● **Try it**
Retype all of the entries word for word.

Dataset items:
BEGIN

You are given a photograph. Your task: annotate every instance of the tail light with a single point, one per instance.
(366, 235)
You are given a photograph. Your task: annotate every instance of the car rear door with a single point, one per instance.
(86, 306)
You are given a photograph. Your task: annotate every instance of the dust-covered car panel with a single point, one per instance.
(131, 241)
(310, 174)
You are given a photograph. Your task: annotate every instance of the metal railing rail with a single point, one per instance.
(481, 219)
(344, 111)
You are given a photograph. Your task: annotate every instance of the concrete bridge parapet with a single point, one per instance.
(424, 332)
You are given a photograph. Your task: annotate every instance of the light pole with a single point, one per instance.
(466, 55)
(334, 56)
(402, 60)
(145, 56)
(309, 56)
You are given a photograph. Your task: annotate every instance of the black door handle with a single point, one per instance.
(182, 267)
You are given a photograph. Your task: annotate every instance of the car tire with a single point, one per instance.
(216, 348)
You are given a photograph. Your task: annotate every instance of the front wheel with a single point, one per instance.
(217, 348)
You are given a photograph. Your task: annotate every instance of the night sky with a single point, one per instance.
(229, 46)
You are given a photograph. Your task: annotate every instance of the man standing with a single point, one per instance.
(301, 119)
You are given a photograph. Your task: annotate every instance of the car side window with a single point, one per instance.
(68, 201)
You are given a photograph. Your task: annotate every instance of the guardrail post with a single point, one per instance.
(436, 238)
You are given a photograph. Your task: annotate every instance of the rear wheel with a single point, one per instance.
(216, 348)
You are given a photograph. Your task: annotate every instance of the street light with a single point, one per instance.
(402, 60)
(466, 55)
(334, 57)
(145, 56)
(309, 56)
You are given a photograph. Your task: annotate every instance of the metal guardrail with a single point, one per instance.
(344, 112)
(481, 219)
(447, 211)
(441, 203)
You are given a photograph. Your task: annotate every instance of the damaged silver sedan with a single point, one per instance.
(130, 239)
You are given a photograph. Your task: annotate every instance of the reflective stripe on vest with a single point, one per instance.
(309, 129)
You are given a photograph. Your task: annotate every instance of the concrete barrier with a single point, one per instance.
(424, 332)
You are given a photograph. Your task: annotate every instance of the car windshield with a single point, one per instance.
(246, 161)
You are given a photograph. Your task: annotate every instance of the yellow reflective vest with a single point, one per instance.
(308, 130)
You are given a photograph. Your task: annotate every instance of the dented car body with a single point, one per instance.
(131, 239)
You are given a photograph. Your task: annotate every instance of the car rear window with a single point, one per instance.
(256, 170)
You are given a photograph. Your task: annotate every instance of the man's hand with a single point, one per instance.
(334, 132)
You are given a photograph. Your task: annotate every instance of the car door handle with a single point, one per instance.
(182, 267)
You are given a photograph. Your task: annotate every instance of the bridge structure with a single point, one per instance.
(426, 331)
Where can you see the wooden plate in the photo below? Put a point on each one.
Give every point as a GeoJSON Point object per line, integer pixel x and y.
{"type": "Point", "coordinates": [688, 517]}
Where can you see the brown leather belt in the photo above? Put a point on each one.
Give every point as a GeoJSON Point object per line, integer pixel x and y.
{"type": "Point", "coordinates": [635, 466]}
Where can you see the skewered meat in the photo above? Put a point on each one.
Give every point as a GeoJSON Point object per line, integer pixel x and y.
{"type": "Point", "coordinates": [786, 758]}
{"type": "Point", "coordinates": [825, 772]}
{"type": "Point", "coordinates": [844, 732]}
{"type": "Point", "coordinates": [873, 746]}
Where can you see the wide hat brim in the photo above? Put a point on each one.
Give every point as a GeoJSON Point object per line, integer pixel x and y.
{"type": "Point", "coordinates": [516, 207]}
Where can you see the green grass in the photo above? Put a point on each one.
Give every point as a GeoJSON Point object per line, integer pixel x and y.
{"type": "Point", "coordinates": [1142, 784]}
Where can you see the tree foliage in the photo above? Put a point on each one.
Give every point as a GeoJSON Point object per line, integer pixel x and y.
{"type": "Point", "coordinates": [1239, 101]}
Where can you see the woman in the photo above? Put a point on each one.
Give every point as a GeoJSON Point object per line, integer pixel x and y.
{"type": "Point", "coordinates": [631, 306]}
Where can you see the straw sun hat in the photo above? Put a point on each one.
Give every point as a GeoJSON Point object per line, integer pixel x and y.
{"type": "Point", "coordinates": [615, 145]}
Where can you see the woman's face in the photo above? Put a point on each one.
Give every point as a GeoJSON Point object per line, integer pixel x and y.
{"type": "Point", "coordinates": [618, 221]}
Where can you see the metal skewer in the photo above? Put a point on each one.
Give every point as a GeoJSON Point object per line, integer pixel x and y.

END

● **Answer space**
You are given a photograph. Your task: annotate every instance of the tail light with a single point, one per instance.
(366, 235)
You are given a photograph. Your task: annotate every instance of the car rear door with a single point, one per instance.
(86, 306)
You are given a photograph. Your task: annotate every instance of the dust-covered car panel with a single point, one per instance.
(131, 241)
(310, 174)
You are given a photograph. Your task: annotate every instance of the metal railing rail with a single point, one per instance.
(481, 219)
(344, 111)
You are given a photograph. Your task: annotate every instance of the concrete bridge parapet with a single point, one per instance.
(424, 332)
You are given a photograph. Your task: annotate every instance of the light pole with a single point, one per instance.
(466, 55)
(334, 56)
(402, 60)
(145, 56)
(309, 56)
You are given a photograph. Your task: annotate every instance of the black door handle with a single point, one per instance.
(182, 267)
You are given a photograph. Your task: annotate every instance of the car tire with a single point, one per instance.
(216, 348)
You are given a photograph. Your task: annotate every instance of the front wheel with a single point, one per instance.
(217, 348)
You are given a photograph. Your task: annotate every instance of the night sky with a single point, one per instance.
(229, 46)
You are given a photograph. Your task: annotate every instance of the man standing with a single point, one per instance.
(301, 119)
You are given a photograph. Your task: annotate every instance of the car side window with a single point, one per instance.
(68, 201)
You are given a photograph. Your task: annotate every instance of the guardrail post with a single point, one per instance.
(436, 238)
You are given a photograph. Your task: annotate every instance of the rear wheel with a single point, one per instance.
(216, 348)
You are given a photograph. Your task: annotate every instance of the street light with a single point, one per instance.
(402, 60)
(466, 55)
(334, 57)
(145, 56)
(309, 56)
You are given a photograph. Your task: annotate every instance of the metal guardrail with a single point, one per instance.
(344, 112)
(481, 219)
(447, 211)
(441, 203)
You are given a photograph. Your task: annotate every instance of the damaged silver sedan with a single point, one per instance.
(130, 239)
You are given a photograph. Your task: annotate every instance of the reflective stripe on vest with a single point, one per instance.
(309, 129)
You are given a photograph. Your task: annotate every instance of the concrete barrier with a single point, one per instance.
(424, 332)
You are given a photograph. Your task: annotate every instance of the car windshield with a single point, one per instance.
(246, 161)
You are given a photograph. Your task: annotate every instance of the yellow reflective vest with a single point, one per instance.
(308, 130)
You are given a photograph. Your task: annotate every instance of the dented car body with a single point, one per instance.
(131, 239)
You are given a photograph. Your task: annotate every instance of the car rear window with a single point, one per instance.
(256, 170)
You are given a photograph. Your task: annotate every instance of the man's hand with a single point, one per instance.
(334, 132)
You are given a photograph. Your task: annotate every instance of the car door handle with a single point, one per instance.
(182, 267)
You are given a photograph. Your task: annotate every instance of the bridge structure with a single point, one per instance.
(426, 331)
Where can you see the wooden plate in the photo below? Put a point on each one.
Give every point as a GeoJSON Point object per line, integer pixel x and y.
{"type": "Point", "coordinates": [688, 517]}
Where can you see the brown leather belt in the photo above? Put a point on each one.
Give every point as a GeoJSON Point object per line, integer pixel x and y.
{"type": "Point", "coordinates": [635, 466]}
Where can you see the skewered meat in the photo above? Put a point on each one.
Give every point as a GeoJSON Point object per line, integer pixel x and y.
{"type": "Point", "coordinates": [786, 758]}
{"type": "Point", "coordinates": [825, 772]}
{"type": "Point", "coordinates": [844, 732]}
{"type": "Point", "coordinates": [873, 746]}
Where can you see the wide hat brim in the photo above? Put a point on each one.
Give every point as a GeoJSON Point object per line, integer pixel x and y.
{"type": "Point", "coordinates": [516, 207]}
Where can you see the green grass in the photo above? Put a point on each one.
Give every point as a GeoJSON Point object per line, integer pixel x and y.
{"type": "Point", "coordinates": [1142, 784]}
Where can you see the tree foliage in the photo above? Put a point on each one.
Give every point as a GeoJSON Point object per line, integer pixel x and y.
{"type": "Point", "coordinates": [1239, 101]}
Where can you see the woman in the photo above? Put a point on each one.
Give every point as a GeoJSON Point object per line, integer pixel x and y.
{"type": "Point", "coordinates": [631, 306]}
Where can you see the straw sun hat in the photo above? Put a point on each one.
Give every point as a GeoJSON Point object per line, integer pixel x and y.
{"type": "Point", "coordinates": [615, 145]}
Where can you see the woman's face in the photo above? Put a point on each one.
Give every point as a GeoJSON Point object per line, integer pixel x and y.
{"type": "Point", "coordinates": [618, 221]}
Where can you see the metal skewer in the photo above? Put a point on each one.
Give every point as a GeoJSON Point object per line, integer pixel x and y.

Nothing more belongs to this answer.